### Request
Find every line in the material below that contains the word "white", and copy each of those lines in full.
·····
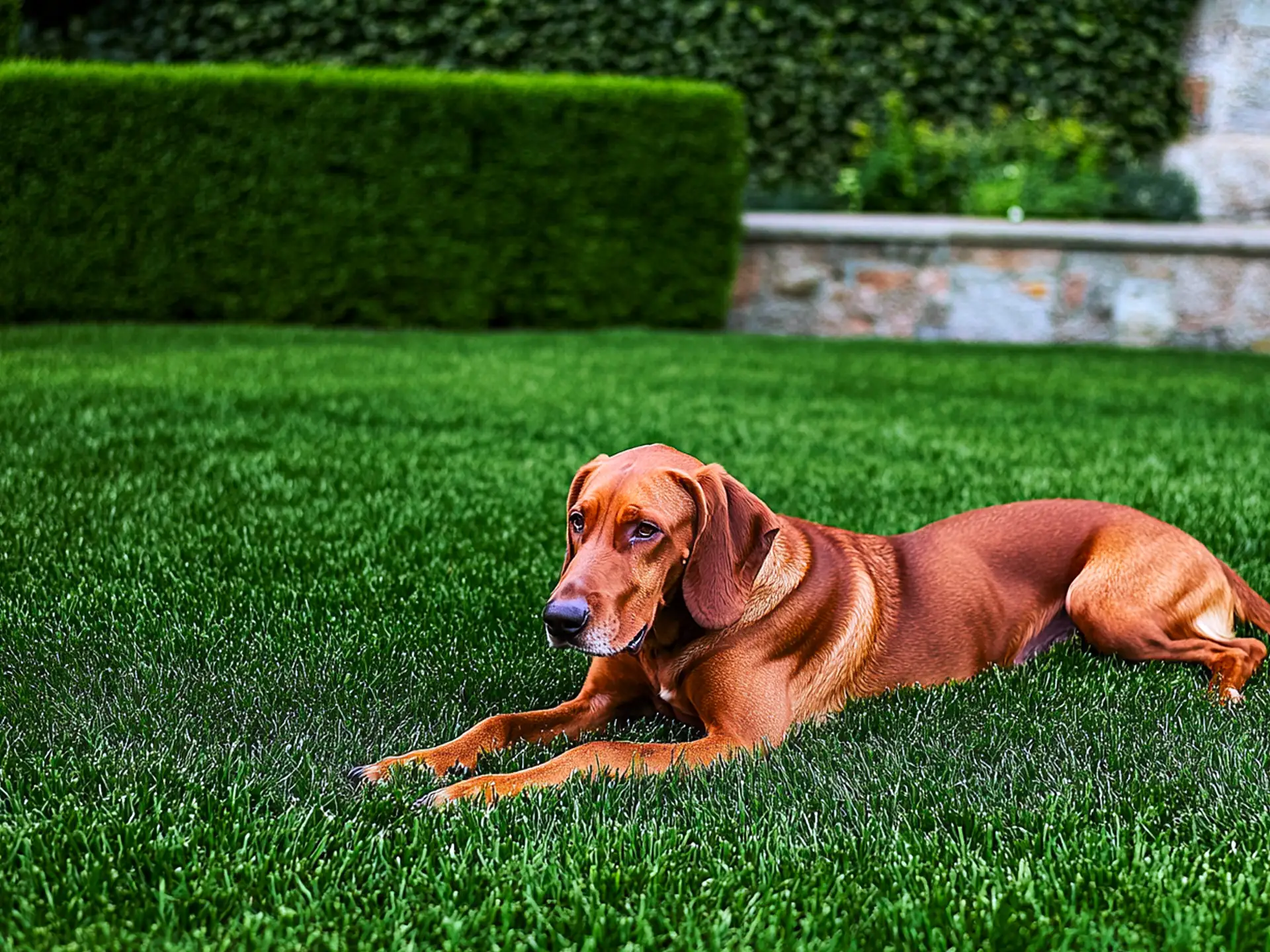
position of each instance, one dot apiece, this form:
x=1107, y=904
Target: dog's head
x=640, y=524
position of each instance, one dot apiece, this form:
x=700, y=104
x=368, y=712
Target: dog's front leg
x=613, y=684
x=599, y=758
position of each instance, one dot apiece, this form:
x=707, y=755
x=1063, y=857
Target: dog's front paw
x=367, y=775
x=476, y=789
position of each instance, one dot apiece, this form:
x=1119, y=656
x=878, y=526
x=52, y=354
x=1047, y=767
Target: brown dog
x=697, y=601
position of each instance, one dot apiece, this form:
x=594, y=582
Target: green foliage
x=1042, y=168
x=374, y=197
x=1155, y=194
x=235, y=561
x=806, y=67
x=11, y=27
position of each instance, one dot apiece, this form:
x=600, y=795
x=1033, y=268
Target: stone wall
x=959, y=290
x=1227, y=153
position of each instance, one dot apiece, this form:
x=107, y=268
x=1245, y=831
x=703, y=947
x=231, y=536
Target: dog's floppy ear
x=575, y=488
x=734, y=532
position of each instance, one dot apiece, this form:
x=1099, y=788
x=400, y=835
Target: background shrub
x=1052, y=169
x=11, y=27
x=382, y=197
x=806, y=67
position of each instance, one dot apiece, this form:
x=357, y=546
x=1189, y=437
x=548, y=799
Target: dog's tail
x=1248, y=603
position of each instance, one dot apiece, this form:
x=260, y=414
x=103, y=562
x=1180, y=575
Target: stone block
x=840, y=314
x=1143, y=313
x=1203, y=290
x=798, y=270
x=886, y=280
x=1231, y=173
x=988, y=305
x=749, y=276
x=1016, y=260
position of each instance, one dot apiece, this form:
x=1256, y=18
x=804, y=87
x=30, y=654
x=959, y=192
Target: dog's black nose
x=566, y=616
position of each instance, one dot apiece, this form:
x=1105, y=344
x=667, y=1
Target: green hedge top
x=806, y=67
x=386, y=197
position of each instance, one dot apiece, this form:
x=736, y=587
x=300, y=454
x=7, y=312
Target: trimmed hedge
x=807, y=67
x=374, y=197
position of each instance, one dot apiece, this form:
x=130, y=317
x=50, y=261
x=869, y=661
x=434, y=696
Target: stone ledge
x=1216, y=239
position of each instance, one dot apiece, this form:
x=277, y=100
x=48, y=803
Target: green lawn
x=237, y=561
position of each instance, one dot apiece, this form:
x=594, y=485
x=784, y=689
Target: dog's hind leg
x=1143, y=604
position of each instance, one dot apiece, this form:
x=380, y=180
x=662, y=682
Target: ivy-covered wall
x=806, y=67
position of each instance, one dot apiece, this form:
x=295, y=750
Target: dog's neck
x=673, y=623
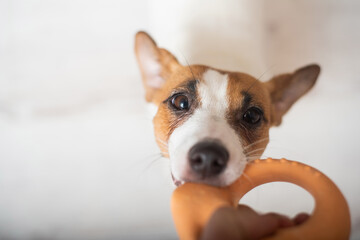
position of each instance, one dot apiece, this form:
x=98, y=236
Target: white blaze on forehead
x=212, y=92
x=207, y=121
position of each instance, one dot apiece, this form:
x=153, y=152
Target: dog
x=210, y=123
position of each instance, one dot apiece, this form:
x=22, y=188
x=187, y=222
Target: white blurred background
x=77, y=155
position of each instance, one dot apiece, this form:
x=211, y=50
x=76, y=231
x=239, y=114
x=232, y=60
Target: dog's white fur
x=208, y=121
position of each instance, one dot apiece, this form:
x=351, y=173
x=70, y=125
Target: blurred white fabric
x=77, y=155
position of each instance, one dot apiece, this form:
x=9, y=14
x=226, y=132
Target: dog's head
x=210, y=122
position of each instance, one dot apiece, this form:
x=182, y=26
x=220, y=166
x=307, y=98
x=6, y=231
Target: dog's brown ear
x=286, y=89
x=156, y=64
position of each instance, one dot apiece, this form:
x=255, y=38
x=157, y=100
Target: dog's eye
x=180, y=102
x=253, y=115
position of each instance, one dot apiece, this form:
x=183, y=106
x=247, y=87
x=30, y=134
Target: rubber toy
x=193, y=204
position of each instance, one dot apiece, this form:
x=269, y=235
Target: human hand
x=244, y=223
·····
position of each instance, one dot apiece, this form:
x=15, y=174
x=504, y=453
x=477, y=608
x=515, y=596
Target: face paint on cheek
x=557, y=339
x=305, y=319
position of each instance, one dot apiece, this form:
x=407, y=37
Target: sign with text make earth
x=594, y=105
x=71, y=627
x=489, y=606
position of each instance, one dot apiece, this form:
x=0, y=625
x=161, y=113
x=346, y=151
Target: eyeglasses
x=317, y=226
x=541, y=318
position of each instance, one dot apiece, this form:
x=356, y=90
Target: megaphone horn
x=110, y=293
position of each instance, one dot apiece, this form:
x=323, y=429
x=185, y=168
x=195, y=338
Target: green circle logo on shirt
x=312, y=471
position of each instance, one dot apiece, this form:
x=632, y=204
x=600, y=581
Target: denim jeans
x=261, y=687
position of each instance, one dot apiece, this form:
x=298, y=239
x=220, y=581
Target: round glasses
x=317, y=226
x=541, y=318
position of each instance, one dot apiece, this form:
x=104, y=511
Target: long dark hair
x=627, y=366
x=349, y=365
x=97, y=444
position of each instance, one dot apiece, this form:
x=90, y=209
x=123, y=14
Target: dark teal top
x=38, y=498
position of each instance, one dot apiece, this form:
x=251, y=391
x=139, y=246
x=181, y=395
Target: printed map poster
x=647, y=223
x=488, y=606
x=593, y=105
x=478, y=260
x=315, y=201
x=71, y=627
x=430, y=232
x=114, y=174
·····
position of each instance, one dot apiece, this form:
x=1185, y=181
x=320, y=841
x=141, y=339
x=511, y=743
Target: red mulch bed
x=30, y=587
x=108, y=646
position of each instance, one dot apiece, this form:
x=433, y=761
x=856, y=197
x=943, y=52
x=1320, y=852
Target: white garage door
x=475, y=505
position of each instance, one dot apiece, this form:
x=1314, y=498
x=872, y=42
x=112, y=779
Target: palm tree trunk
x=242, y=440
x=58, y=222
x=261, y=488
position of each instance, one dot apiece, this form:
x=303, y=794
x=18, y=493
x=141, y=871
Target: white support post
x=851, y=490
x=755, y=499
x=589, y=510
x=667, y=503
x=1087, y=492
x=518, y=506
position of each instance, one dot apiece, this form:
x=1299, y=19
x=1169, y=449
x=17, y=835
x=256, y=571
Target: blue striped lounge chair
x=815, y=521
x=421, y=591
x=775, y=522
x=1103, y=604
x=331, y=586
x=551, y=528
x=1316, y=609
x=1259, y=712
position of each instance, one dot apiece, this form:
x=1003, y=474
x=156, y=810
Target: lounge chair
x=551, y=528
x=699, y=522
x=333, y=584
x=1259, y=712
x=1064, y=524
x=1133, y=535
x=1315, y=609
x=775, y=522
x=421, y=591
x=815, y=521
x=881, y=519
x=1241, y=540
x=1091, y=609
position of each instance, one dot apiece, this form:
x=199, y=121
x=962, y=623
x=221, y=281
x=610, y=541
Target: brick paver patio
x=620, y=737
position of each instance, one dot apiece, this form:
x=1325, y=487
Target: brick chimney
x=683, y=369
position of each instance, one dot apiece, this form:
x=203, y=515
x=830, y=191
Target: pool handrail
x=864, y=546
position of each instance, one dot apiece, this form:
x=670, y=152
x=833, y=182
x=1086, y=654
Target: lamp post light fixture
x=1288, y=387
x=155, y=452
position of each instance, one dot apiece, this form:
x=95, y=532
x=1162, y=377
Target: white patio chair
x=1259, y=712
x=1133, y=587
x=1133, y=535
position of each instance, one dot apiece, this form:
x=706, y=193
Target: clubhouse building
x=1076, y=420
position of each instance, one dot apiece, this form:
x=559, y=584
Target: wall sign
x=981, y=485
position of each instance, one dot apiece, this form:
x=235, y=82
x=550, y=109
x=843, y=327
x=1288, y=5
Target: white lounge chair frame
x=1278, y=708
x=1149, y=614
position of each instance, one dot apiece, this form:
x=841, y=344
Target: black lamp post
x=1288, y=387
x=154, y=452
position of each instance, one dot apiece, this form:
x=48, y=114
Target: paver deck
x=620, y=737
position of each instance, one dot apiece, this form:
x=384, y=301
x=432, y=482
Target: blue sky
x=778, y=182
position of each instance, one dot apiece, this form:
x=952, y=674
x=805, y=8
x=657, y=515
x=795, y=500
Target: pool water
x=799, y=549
·····
### Final result
Target: white blaze on forehead
Target: white blurred background
Target: dog's white fur
Target: blurred white fabric
Target: white garage door
Target: white support post
Target: white patio chair
Target: white lounge chair frame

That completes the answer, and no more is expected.